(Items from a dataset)
##########
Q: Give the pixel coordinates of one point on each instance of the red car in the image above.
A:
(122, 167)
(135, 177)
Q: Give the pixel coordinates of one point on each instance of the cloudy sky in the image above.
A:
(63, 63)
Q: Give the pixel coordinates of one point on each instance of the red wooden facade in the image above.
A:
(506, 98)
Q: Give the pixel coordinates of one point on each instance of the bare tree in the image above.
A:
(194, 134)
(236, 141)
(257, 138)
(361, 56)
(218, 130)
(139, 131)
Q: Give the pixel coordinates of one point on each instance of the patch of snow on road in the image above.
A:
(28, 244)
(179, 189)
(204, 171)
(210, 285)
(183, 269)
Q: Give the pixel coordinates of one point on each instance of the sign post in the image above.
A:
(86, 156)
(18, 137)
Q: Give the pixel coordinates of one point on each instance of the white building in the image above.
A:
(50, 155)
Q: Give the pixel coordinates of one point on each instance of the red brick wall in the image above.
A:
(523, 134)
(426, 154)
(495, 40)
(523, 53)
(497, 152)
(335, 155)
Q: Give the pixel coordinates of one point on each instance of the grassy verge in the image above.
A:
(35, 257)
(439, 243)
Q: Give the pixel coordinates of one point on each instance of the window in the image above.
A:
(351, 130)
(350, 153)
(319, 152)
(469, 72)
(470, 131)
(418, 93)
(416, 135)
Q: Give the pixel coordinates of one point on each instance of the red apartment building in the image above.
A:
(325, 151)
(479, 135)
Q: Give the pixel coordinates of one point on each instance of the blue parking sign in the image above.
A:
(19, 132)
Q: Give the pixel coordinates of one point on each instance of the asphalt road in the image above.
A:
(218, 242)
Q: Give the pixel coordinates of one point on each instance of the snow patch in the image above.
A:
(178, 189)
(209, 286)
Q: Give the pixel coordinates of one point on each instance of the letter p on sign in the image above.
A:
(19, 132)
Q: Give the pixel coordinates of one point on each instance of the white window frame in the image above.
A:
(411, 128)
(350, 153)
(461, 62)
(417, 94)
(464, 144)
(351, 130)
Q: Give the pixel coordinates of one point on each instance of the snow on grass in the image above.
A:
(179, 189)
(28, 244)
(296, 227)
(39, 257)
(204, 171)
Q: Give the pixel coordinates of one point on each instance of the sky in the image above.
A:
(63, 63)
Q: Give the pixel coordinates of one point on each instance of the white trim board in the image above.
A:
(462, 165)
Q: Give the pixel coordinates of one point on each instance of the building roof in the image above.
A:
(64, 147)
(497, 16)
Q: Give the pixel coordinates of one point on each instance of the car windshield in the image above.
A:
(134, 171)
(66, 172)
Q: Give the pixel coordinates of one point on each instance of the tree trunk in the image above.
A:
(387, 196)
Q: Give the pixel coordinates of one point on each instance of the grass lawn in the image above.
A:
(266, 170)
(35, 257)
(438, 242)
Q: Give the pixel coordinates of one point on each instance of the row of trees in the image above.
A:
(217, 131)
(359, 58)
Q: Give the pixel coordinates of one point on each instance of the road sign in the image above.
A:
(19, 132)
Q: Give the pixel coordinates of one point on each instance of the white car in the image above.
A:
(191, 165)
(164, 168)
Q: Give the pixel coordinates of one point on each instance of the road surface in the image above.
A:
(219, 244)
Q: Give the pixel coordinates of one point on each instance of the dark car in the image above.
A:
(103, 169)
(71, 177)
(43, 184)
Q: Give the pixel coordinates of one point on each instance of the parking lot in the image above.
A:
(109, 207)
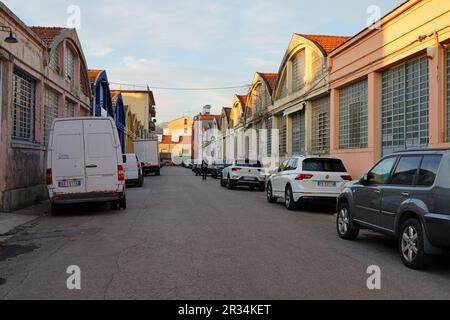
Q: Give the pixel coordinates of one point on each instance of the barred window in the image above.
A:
(69, 64)
(24, 104)
(282, 135)
(353, 116)
(54, 60)
(317, 65)
(321, 126)
(448, 94)
(50, 113)
(269, 126)
(404, 114)
(298, 71)
(70, 109)
(298, 133)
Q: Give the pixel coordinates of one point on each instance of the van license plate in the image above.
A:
(69, 184)
(326, 184)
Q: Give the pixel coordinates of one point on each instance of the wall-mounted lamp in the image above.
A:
(10, 38)
(431, 52)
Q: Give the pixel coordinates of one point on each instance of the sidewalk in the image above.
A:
(10, 223)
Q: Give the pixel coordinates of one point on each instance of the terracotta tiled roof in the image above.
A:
(93, 74)
(47, 34)
(328, 43)
(227, 112)
(271, 79)
(243, 100)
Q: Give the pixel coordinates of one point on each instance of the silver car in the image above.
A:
(406, 195)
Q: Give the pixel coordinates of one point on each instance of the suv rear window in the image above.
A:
(428, 170)
(323, 165)
(248, 164)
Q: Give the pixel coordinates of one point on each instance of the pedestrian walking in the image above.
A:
(204, 170)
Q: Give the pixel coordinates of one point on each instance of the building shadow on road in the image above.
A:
(87, 209)
(439, 265)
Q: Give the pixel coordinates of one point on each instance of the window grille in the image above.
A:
(50, 113)
(70, 110)
(298, 133)
(69, 64)
(405, 106)
(282, 135)
(269, 126)
(353, 116)
(321, 126)
(317, 65)
(448, 94)
(54, 60)
(298, 71)
(23, 106)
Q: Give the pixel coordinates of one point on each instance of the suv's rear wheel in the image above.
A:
(291, 205)
(411, 245)
(345, 228)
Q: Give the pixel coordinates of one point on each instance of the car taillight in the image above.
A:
(304, 176)
(121, 173)
(49, 177)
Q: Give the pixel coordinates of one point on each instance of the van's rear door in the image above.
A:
(100, 156)
(67, 157)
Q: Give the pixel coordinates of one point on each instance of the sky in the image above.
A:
(194, 43)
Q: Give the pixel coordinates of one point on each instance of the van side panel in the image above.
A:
(67, 159)
(100, 156)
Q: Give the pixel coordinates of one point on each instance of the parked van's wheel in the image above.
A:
(291, 205)
(270, 197)
(411, 245)
(345, 228)
(229, 184)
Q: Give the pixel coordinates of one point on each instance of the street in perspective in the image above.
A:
(279, 160)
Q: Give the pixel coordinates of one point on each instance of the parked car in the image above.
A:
(216, 169)
(305, 178)
(187, 163)
(244, 173)
(407, 196)
(84, 163)
(148, 154)
(133, 170)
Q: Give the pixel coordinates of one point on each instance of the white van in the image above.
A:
(84, 163)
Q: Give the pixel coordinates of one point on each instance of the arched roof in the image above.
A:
(321, 44)
(53, 36)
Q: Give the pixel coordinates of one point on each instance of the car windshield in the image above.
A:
(323, 165)
(248, 164)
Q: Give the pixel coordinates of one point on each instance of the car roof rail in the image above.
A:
(423, 150)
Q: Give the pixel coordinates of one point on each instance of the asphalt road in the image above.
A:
(182, 238)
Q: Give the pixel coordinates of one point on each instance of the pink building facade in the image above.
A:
(390, 86)
(42, 77)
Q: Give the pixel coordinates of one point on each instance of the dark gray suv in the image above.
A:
(406, 195)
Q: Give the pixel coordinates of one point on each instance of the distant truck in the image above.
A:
(147, 152)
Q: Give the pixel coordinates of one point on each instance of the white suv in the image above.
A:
(307, 178)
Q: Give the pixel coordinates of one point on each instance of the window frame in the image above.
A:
(416, 175)
(17, 72)
(390, 174)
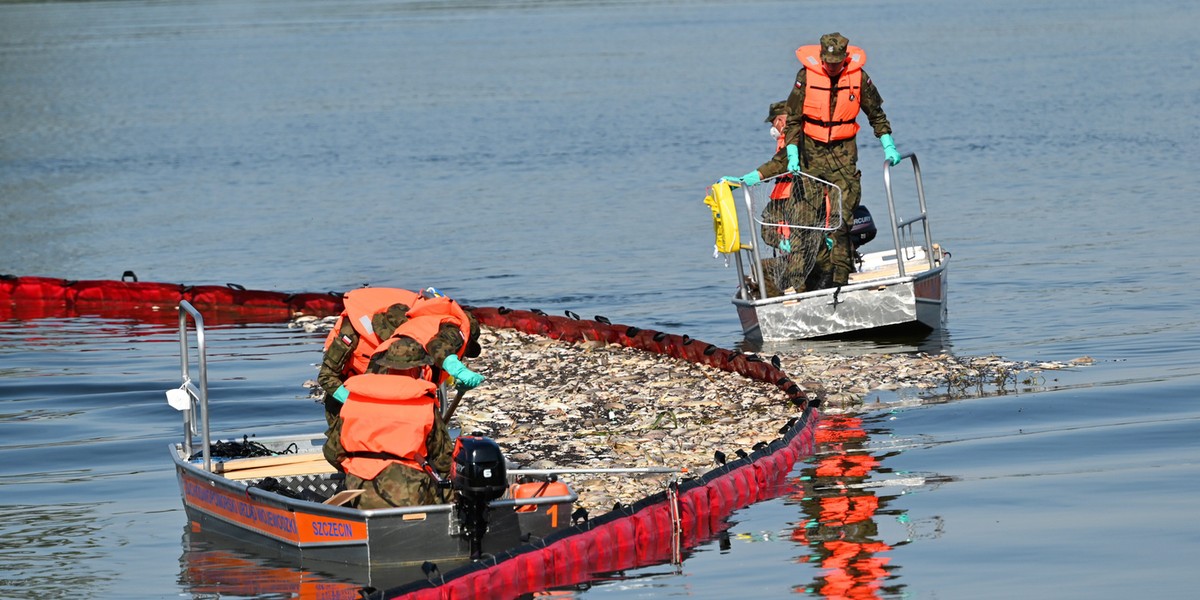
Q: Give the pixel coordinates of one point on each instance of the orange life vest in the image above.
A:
(819, 124)
(359, 306)
(385, 419)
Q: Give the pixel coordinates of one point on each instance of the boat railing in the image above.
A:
(192, 395)
(756, 198)
(904, 231)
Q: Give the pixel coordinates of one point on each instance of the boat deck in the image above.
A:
(885, 269)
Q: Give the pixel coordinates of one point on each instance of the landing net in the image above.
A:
(795, 214)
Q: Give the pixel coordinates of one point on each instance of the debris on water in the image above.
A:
(556, 405)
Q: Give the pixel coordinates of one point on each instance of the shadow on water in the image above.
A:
(46, 544)
(899, 340)
(226, 567)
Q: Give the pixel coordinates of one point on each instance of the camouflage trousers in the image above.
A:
(333, 448)
(838, 163)
(396, 485)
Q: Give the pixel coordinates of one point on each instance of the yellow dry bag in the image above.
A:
(725, 217)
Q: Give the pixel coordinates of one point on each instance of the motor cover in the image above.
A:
(863, 227)
(478, 468)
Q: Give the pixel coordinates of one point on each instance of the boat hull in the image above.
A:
(313, 531)
(917, 301)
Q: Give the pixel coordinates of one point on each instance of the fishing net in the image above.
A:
(796, 214)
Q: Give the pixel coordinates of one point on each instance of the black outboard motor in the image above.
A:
(480, 477)
(863, 227)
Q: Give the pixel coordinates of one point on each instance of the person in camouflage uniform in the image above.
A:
(334, 371)
(820, 139)
(402, 354)
(405, 353)
(387, 463)
(399, 485)
(835, 160)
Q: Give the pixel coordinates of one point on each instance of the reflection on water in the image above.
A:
(46, 544)
(209, 567)
(843, 509)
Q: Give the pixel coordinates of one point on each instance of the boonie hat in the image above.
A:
(833, 47)
(777, 108)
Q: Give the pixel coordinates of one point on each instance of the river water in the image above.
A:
(553, 155)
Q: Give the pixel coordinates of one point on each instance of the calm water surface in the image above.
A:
(555, 155)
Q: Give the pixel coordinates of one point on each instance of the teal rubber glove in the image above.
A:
(341, 394)
(889, 149)
(793, 159)
(465, 377)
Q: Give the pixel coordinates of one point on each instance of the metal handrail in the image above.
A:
(755, 252)
(197, 395)
(905, 226)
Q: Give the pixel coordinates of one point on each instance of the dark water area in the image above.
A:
(555, 155)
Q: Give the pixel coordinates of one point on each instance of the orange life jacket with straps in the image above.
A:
(819, 123)
(360, 305)
(387, 419)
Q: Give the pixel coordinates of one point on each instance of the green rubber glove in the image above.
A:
(889, 149)
(341, 394)
(465, 377)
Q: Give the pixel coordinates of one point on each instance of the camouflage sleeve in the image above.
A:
(775, 166)
(795, 127)
(334, 361)
(873, 105)
(448, 341)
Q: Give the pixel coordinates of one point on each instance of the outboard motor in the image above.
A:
(863, 227)
(480, 477)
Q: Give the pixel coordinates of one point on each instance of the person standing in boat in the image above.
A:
(427, 348)
(781, 213)
(365, 341)
(829, 90)
(369, 317)
(393, 441)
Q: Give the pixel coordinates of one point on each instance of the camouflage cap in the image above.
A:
(833, 47)
(777, 108)
(385, 323)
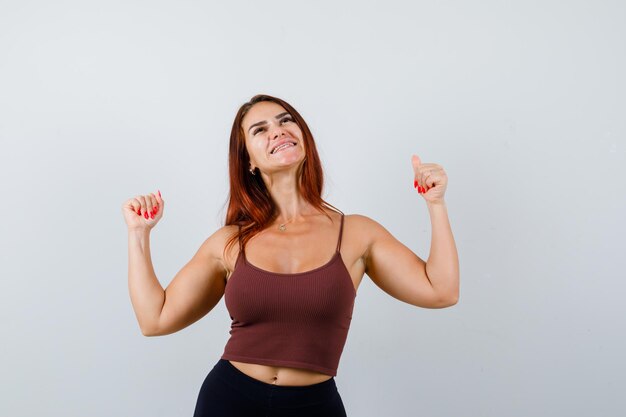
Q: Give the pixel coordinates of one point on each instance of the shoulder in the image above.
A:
##########
→ **What needs to be done**:
This exercise requires the lines of the entries containing the string "dark".

→ **Response to the task**:
Q: Give the pixel coordinates of one point on each instance of the dark car in the image above.
Q: Give the pixel coordinates of one point on each instance of the dark gray suv in the image above.
Q: Give the pixel coordinates of one point on each instance of the dark water area in the image above.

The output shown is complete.